- _TO DO_
Each line from the one that contains "Objective: one point per instance of the dresser" to the end of the material must be quoted exactly; include both end lines and nothing else.

- _SUPPLIED MATERIAL_
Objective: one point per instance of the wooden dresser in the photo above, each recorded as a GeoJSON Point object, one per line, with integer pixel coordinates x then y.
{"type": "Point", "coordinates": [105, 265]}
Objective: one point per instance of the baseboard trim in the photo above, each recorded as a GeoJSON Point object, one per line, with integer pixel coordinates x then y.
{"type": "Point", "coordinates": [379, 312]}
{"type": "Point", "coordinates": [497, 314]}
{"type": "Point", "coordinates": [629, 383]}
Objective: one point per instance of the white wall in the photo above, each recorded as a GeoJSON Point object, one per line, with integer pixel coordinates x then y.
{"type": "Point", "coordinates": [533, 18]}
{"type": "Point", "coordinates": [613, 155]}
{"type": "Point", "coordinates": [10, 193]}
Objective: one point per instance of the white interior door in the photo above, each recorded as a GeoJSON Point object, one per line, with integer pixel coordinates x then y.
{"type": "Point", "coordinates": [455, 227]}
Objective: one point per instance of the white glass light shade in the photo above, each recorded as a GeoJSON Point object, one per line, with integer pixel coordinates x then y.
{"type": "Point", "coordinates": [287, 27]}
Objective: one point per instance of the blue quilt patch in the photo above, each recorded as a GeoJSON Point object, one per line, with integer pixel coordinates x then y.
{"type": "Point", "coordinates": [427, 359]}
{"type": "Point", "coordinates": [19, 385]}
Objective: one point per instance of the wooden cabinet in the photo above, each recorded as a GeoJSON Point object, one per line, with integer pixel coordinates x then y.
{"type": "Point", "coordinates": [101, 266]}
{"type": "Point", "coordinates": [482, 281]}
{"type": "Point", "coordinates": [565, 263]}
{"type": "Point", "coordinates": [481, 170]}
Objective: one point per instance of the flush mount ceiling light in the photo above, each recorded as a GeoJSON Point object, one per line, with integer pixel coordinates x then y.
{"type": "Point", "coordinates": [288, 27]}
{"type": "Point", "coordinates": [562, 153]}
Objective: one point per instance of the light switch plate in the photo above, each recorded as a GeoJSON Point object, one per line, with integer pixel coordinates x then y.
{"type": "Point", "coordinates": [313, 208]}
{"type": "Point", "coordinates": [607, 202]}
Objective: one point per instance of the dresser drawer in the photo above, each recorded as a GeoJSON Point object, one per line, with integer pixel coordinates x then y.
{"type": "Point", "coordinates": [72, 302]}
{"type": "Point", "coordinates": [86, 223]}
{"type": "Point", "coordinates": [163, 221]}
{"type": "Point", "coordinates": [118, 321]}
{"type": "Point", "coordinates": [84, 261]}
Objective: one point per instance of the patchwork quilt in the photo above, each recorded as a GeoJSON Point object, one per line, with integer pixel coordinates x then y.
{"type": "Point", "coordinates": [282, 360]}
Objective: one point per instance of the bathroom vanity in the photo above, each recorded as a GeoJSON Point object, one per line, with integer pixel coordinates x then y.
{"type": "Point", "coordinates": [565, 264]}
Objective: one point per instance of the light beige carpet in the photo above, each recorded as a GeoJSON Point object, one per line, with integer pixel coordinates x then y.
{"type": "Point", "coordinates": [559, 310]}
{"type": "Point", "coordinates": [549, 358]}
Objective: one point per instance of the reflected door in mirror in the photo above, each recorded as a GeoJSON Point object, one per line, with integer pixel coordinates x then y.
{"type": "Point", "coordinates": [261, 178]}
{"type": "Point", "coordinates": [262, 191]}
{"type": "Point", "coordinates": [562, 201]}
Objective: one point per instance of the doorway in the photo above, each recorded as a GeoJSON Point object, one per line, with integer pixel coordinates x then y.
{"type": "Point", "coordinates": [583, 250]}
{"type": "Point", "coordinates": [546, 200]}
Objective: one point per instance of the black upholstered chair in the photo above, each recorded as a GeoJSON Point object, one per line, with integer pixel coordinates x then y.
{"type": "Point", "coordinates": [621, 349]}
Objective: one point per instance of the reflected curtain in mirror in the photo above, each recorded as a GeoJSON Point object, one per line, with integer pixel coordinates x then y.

- _WRITTEN SOLUTION_
Objective: one point per instance of the dresser drawer in the photo above, each recorded as a GeoJSON Point object, one per line, with integer pixel coordinates x then y.
{"type": "Point", "coordinates": [72, 302]}
{"type": "Point", "coordinates": [86, 223]}
{"type": "Point", "coordinates": [163, 221]}
{"type": "Point", "coordinates": [118, 321]}
{"type": "Point", "coordinates": [84, 261]}
Objective: one point per instance of the patchwork quilt in the photo above, each recorded as a GeoJSON Point object, one per line, with integer pixel coordinates x then y.
{"type": "Point", "coordinates": [282, 360]}
Objective: one point per instance of the bathroom vanity in the photo above, each recorded as a GeoJSON Point object, one per line, with integer pixel coordinates x then y.
{"type": "Point", "coordinates": [565, 264]}
Objective: one point per instance of the light beige carpet in the photo above, each recorded as a GeoJSON Point object, one per line, with integer pixel coordinates x then y.
{"type": "Point", "coordinates": [559, 310]}
{"type": "Point", "coordinates": [549, 358]}
Objective: one point per instance of the reflected door in mirror in the photo above, each recorded as a GeoJSON Point object, one per line, with integer pixel coordinates x then y.
{"type": "Point", "coordinates": [261, 178]}
{"type": "Point", "coordinates": [262, 191]}
{"type": "Point", "coordinates": [562, 201]}
Objective: one point per instance of the doorway in the photo above, each recorded as a GeoJSON Point object, one per line, with integer pixel coordinates x then y.
{"type": "Point", "coordinates": [583, 250]}
{"type": "Point", "coordinates": [546, 200]}
Objective: one point per instance of the black upholstered chair in the photo above, each recorded as a GeoJSON Point object, one per line, with integer pixel coordinates x then y.
{"type": "Point", "coordinates": [621, 349]}
Objective: one point per instance of the reflected curtain in mirror in the photo above, each recorded as a GeoJSON Point object, one per line, with integer pixel coordinates x then y.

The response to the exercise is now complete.